Text extract:
* * * *

Re: How does PG know if data is in memory?

<gnuoytr@xxxxxxx> · Mon, 11 Oct 2010 23:11:34 -0400 (EDT)

An approach that works can be found in DB2, and likely elsewhere.  

The key is that tablespaces/tables/indexes/buffers are all attached through the bufferpool (the DB2 term).  A tablespace/bufferpool match is defined.  Then tables and indexes are assigned to the tablespace (and implicitly, the bufferpool).  As a result, one can effectively pin data in memory.  This is very useful, but not low hanging fruit to implement.

The introduction of rudimentary tablespaces is a first step.  I assumed that the point was to get to a DB2-like structure at some point.  Yes?

Robert

---- Original message ----
>Date: Mon, 11 Oct 2010 22:59:28 -0400
>From: pgsql-performance-owner@xxxxxxxxxxxxxx (on behalf of Robert Haas <robertmhaas@xxxxxxxxx>)
>Subject: Re:  How does PG know if data is in memory?  
>To: Jeremy Harris <jgh@xxxxxxxxxxx>
>Cc: pgsql-performance@xxxxxxxxxxxxxx
>
>On Mon, Oct 4, 2010 at 6:47 PM, Jeremy Harris <jgh@xxxxxxxxxxx> wrote:
>> On 10/04/2010 04:22 AM, Greg Smith wrote:
>>>
>>> I had a brain-storming session on this subject with a few of the hackers
>>> in the community in this area a while back I haven't had a chance to do
>>> something with yet (it exists only as a pile of scribbled notes so far).

* * * *

Tasks:
a) Reproduce the mailing list post from "Re: How does" up to and including "fruit to implement.".
b) Take the mailing list post about how PG knows whether data is in memory further, picking up after its final line.
The listing after this point has no connection to the mailing list post.

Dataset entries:
* * * *

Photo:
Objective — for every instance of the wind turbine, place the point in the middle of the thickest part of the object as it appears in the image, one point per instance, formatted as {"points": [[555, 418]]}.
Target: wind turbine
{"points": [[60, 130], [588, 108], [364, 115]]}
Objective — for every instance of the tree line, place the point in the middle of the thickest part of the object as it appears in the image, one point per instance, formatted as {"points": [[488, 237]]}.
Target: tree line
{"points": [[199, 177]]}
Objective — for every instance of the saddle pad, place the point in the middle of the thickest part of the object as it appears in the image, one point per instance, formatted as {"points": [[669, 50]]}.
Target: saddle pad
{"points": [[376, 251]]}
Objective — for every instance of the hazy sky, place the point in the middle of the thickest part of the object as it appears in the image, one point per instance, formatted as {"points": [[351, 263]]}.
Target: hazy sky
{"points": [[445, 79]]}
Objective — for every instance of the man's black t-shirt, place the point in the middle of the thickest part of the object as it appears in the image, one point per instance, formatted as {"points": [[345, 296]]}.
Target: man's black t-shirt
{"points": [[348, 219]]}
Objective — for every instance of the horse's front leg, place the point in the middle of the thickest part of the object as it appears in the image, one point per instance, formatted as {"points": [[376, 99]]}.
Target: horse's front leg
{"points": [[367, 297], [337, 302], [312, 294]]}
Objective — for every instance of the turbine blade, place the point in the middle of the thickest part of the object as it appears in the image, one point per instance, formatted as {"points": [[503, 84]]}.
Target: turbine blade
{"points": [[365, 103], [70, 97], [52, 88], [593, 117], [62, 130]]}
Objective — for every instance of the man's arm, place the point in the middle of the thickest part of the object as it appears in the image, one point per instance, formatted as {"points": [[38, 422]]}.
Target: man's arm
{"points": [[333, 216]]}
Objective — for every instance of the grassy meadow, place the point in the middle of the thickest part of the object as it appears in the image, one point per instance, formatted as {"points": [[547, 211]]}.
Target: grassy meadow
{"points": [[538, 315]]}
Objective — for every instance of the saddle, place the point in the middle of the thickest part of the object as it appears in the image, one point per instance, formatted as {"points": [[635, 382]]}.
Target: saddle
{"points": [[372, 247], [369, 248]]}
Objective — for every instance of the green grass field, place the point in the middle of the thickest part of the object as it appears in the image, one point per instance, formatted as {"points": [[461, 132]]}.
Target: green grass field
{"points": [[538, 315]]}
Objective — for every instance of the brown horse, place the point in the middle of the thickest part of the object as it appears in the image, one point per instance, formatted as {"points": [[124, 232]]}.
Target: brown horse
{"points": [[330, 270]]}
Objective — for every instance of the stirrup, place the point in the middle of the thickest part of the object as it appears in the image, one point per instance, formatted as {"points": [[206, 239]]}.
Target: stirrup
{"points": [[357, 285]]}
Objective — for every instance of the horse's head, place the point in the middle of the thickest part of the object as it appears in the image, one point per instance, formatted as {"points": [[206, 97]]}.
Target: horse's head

* * * *

Solved tasks:
a)
Re: How does PG know if data is in memory?

<gnuoytr@xxxxxxx> · Mon, 11 Oct 2010 23:11:34 -0400 (EDT)

An approach that works can be found in DB2, and likely elsewhere.  

The key is that tablespaces/tables/indexes/buffers are all attached through the bufferpool (the DB2 term).  A tablespace/bufferpool match is defined.  Then tables and indexes are assigned to the tablespace (and implicitly, the bufferpool).  As a result, one can effectively pin data in memory.  This is very useful, but not low hanging fruit to implement.

b)
>>> There's a couple of ways to collect data on what's in the database and OS
>>> cache, and a couple of ways to then expose that data to the optimizer. But
>>> that needs to be done very carefully, almost certainly as only a manual
>>> process at first, because something that's producing cache feedback all of
>>> the time will cause plans to change all the time, too. Where I suspect this
>>> is going is that we may end up tracking various statistics over time, then
>>> periodically providing a way to export a mass of "typical % cached" data
>>> back to the optimizer for use in plan cost estimation purposes. But the idea
>>> of monitoring continuously and always planning based on the most recent data
>>> available has some stability issues, both from a "too many unpredictable
>>> plan changes" and a "ba
>>
>> d
>>>
>>> short-term feedback loop" perspective, as mentioned by Tom and Kevin
>>> already.
>>
>> Why not monitor the distribution of response times, rather than "cached" vs.
>> not?
>>
>> That a) avoids the issue of discovering what was a cache hit  b) deals
>> neatly with
>> multilevel caching  c) feeds directly into cost estimation.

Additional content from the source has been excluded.